*What is needed*: Repeat all of the material exactly as given.

*Records for the task*:
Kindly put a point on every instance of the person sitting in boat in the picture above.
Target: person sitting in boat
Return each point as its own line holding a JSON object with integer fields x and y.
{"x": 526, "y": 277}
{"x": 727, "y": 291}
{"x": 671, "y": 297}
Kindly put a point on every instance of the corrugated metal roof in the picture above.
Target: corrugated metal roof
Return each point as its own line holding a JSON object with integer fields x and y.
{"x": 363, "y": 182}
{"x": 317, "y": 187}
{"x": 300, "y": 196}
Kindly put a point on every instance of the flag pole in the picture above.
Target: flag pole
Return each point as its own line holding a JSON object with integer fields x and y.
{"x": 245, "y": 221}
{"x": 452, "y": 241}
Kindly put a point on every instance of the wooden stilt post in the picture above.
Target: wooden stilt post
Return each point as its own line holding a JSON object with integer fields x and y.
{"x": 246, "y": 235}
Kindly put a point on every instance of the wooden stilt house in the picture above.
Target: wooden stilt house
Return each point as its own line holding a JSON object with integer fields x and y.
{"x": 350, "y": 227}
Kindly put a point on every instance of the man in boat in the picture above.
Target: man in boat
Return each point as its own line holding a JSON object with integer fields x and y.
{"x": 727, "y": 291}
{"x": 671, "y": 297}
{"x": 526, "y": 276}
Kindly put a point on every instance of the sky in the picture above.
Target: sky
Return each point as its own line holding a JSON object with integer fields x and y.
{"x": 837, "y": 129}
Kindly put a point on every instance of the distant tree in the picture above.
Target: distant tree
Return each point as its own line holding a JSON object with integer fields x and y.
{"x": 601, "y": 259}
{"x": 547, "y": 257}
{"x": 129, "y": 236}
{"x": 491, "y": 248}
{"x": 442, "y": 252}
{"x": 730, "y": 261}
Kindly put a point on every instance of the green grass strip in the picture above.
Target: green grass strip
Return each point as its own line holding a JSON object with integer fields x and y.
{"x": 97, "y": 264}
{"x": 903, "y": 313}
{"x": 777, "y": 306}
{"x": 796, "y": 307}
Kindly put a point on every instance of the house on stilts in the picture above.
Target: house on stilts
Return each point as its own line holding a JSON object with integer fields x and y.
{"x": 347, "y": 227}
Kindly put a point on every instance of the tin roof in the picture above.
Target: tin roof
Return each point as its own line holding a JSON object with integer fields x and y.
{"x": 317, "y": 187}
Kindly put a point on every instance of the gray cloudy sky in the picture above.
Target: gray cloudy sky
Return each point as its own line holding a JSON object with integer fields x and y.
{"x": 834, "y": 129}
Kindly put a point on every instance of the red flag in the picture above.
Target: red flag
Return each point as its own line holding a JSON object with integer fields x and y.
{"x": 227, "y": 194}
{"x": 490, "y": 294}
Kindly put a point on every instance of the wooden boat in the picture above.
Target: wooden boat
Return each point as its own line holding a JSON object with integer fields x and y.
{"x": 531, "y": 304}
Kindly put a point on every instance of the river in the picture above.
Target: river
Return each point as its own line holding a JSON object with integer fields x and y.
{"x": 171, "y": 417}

*Response below*:
Kindly put a point on every instance of the person sitting in boat in the picture above.
Target: person sitting in boat
Return each point as its own line holding a JSON object with integer fields x and y.
{"x": 526, "y": 277}
{"x": 727, "y": 291}
{"x": 671, "y": 297}
Kindly put a point on every instance of the corrugated metal roof in the picture above.
Target: corrugated metal roof
Return each point as its own line holding a JSON object with integer fields x and y.
{"x": 363, "y": 182}
{"x": 317, "y": 187}
{"x": 300, "y": 196}
Kindly put a point on every instance of the flag pole in the picture above.
Target: flag pole
Return each point as its own line holding a JSON object with integer fields x and y.
{"x": 245, "y": 221}
{"x": 452, "y": 241}
Kindly put a point on every instance of the wooden stilt post in the picture above.
Target: wooden stilt post
Return each point as its own line holding a JSON object with integer fields x and y.
{"x": 246, "y": 235}
Kindly put a point on every instance of the wooden stilt house in the picture above.
Target: wooden stilt house
Return each point as its own line holding a JSON object with integer fields x and y.
{"x": 350, "y": 227}
Kindly put a point on every instance of the man in boat in the picture above.
Target: man in boat
Return each point as its own line holding a JSON object with integer fields x and y.
{"x": 727, "y": 291}
{"x": 671, "y": 297}
{"x": 526, "y": 276}
Kindly put a point on every instance of the sky in the picture above.
Target: sky
Return each point as its own line holding a JSON object with integer fields x and y.
{"x": 837, "y": 129}
Kindly put a point on every instance of the distant tree in the picture above.
Target: distant tree
Return each point as its own line holding a JSON object with integer fields x and y.
{"x": 601, "y": 259}
{"x": 547, "y": 257}
{"x": 129, "y": 236}
{"x": 491, "y": 248}
{"x": 442, "y": 252}
{"x": 730, "y": 261}
Kindly put a point on every instance of the green grass strip in the picture above.
Target: green grass strip
Return each point as its own line holding a JSON object with integer fields x and y.
{"x": 97, "y": 264}
{"x": 903, "y": 313}
{"x": 777, "y": 306}
{"x": 796, "y": 307}
Kindly put a point on every instance of the house on stilts in the picture above.
Target: house on stilts
Return each point as its own line holding a JSON object with integer fields x and y.
{"x": 347, "y": 227}
Kindly put a point on every instance of the tin roof in the picture above.
Target: tin roof
Return each point as its own line holding a JSON object with integer fields x and y.
{"x": 317, "y": 187}
Kindly put a point on every instance of the gray cloudy sky in the picture above.
Target: gray cloudy sky
Return each point as its own line holding a JSON object with integer fields x and y.
{"x": 834, "y": 129}
Kindly put a point on every instance of the red flag in the picture above.
Target: red flag
Return each point as its own line holding a JSON object with integer fields x and y.
{"x": 227, "y": 194}
{"x": 490, "y": 294}
Kindly put a point on every instance of the wooden boat in the picture above.
Target: wooden boat
Return each point as its own line holding a JSON object with integer fields x and y.
{"x": 531, "y": 304}
Kindly put a point on every instance of the river in the picture above.
Target: river
Return each point as its own line holding a JSON object with integer fields x and y.
{"x": 171, "y": 417}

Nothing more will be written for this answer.